_GIVEN INFORMATION_.
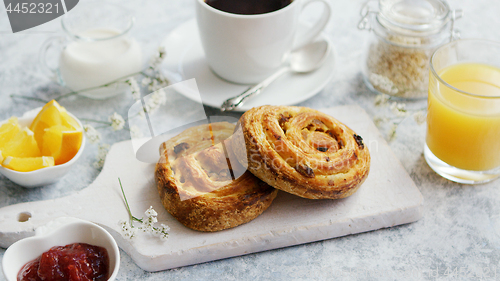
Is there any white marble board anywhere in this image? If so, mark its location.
[0,105,423,271]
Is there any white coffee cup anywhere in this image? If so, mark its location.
[196,0,332,84]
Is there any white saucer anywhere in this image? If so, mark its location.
[162,19,337,111]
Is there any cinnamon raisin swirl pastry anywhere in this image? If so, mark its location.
[155,122,277,231]
[234,106,370,199]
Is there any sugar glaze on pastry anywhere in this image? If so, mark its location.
[155,122,277,231]
[233,106,370,199]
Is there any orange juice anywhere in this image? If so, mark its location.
[426,63,500,171]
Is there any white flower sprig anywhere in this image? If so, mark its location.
[373,94,427,141]
[108,112,125,131]
[118,178,170,240]
[83,125,101,144]
[93,143,109,169]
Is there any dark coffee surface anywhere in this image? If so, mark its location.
[205,0,292,15]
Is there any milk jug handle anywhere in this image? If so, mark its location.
[293,0,332,50]
[38,36,66,85]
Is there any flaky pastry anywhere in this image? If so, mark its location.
[233,106,370,199]
[155,122,277,231]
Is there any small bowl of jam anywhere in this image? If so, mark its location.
[2,218,120,281]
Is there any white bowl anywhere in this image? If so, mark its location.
[2,218,120,281]
[0,107,85,188]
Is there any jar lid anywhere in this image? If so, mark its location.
[377,0,451,33]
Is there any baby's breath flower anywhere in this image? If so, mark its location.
[119,220,136,239]
[369,73,399,94]
[413,110,426,125]
[149,46,167,69]
[390,102,408,117]
[83,125,101,143]
[94,143,109,169]
[156,223,170,240]
[130,125,142,139]
[125,77,141,100]
[141,77,152,87]
[144,206,158,218]
[146,89,167,114]
[108,112,125,131]
[375,94,390,106]
[373,117,389,127]
[389,123,398,141]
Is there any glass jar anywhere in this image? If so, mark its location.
[358,0,463,99]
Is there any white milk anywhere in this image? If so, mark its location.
[59,28,142,98]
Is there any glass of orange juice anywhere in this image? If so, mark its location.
[424,40,500,184]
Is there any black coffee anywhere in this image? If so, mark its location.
[205,0,292,15]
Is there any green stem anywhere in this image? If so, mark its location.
[10,94,48,103]
[118,178,134,224]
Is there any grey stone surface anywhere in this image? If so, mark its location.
[0,0,500,280]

_YOUR TASK_. In the records above, lay out everything from the line containing "Is there any sugar" down to the line containing "[38,36,66,85]" as a numbered list, one line per item, with blank lines omitted.

_WRITTEN RESPONSE_.
1. Is there any sugar glaze on pastry anywhere in this image? If so, mark its location.
2. [155,122,277,231]
3. [233,106,370,199]
4. Is there any orange juice anywhere in this image? If so, mark its location.
5. [426,63,500,171]
6. Is there any white flower sprig anywhere in this image? If so, mark its location.
7. [373,94,427,141]
8. [108,112,125,131]
9. [118,178,170,240]
10. [83,125,101,144]
11. [93,143,109,169]
12. Is there any dark coffee surface anywhere in this image? If so, mark its location.
13. [205,0,292,15]
14. Is there any milk jug handle anywhere in this image? If so, mark its location.
15. [293,0,332,50]
16. [38,36,66,85]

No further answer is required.